Start of Document text

Following this inspection, the mastoid and tragus should be palpated for tenderness, indicating mastoiditis and otitis externa, respectively. Pre- and post-auricular lymphadenopathy should also be noted.
The pinna should be gently pulled in a posterosuperior direction, having warned the patient. This results in straightening of the external auditory canal and subsequent alignment of the cartilaginous and bony portions of the canal. The otoscope should be gently inserted into the external auditory canal. Any discomfort doing so should be noted. The canal should be assessed for any edema, exudate, wax, foreign bodies, and the presence or absence of a mastoid cavity (from a previous 'canal-wall-down' mastoidectomy). The tympanic membrane, if visible, should be assessed for perforation, sclerosis, retraction. The presence or absence of a normal light reflex should be noted. The attic area, immediately superior to the tympanic membrane, should be carefully inspected for signs of cholesteatoma. In cases of middle ear effusion, fluid levels or bubbles may be seen behind the tympanic membrane.
Pneumatic otoscopy is a simple test to assess the mobility of the tympanic membrane. The combined features of a bulging tympanic membrane and reduced mobility of pneumatic otoscopy are highly suspicious for acute otitis media. The tip of the speculum is inserted into the canal as with routine otoscopy, ensuring an airtight seal is formed. If there is any concern about an air leak, then a speculum with a rubber seal should be utilized, although this is not always required. Paying careful attention to the light reflex, positive pressure is introduced into the ear canal by gently squeezing the pneumatic bulb, and releasing it. In a normal ear, the tympanic membrane should move briskly. If there is fluid in the middle ear, such as in the presence of acute otitis media, then mobility will be restricted.
Free-field hearing test
This is a bedside test of hearing. It is not as reliable as formal audiometry and is highly examiner-dependent. However, it has value as a screening tool for hearing impairment. The test can reveal whether any hearing impairment is present and estimate the degree of the impairment.
Firstly, explain to the patient that they will be required to repeat words or phrases that they hear back to the examiner. To eliminate the possibility of lip-reading, stand behind the patient, and say a test word to be repeated back. The examiner then stands to the side of the test ear (conventionally the better hearing ear) and gently presses on the tragus of the non-test ear, to mask it. The examiner then speaks a number of test words at arm's length, and then at a half arm's length. At each distance, the test words are spoken at three volumes: whispered, conversational, and loud.
The following descriptors of hearing can then be noted if the patient correctly identifies 50% or more words at each level:
Arm's length test words:
Half-arm's length test words:
A perilymphatic fistula is an abnormal connection between the inner ear and the middle ear, allowing perilymph to leak into the middle ear. This can be secondary to dehiscence at the oval or round windows, or otic capsule. Etiologies include trauma, cholesteatoma, otological surgery, or barotrauma. The pressure of the middle ear is transiently increased during the test. If a perilymphatic fistula is present, this pressure may be directly transmitted to the inner ear.
Prior to performing the test, the patient is warned that it may make them feel dizzy. The test is, therefore, performed sitting down. The patient's tragus is firmly palpated, and the examiner assesses the patient's eyes: nystagmus toward the test ear implies a perilymphatic fistula.

End of Document text
Start of Input data

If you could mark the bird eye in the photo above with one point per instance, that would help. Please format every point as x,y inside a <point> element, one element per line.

End of Input data

Instructions for the task: Reproduce verbatim the part of the ear examination text from "Prior to performing" to "a perilymphatic fistula.".

Your solution:
Prior to performing the test, the patient is warned that it may make them feel dizzy. The test is, therefore, performed sitting down. The patient's tragus is firmly palpated, and the examiner assesses the patient's eyes: nystagmus toward the test ear implies a perilymphatic fistula.